Start of Block
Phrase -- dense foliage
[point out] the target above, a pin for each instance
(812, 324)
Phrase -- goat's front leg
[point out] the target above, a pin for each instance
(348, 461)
End of Block
**Instructions for the task:** A complete and exact reproduction of the data is needed.

**Result of the task:**
Phrase -- dense foliage
[point out] the target above, a pin for each instance
(812, 324)
Phrase -- goat's front leg
[point out] the target above, a pin for each instance
(348, 461)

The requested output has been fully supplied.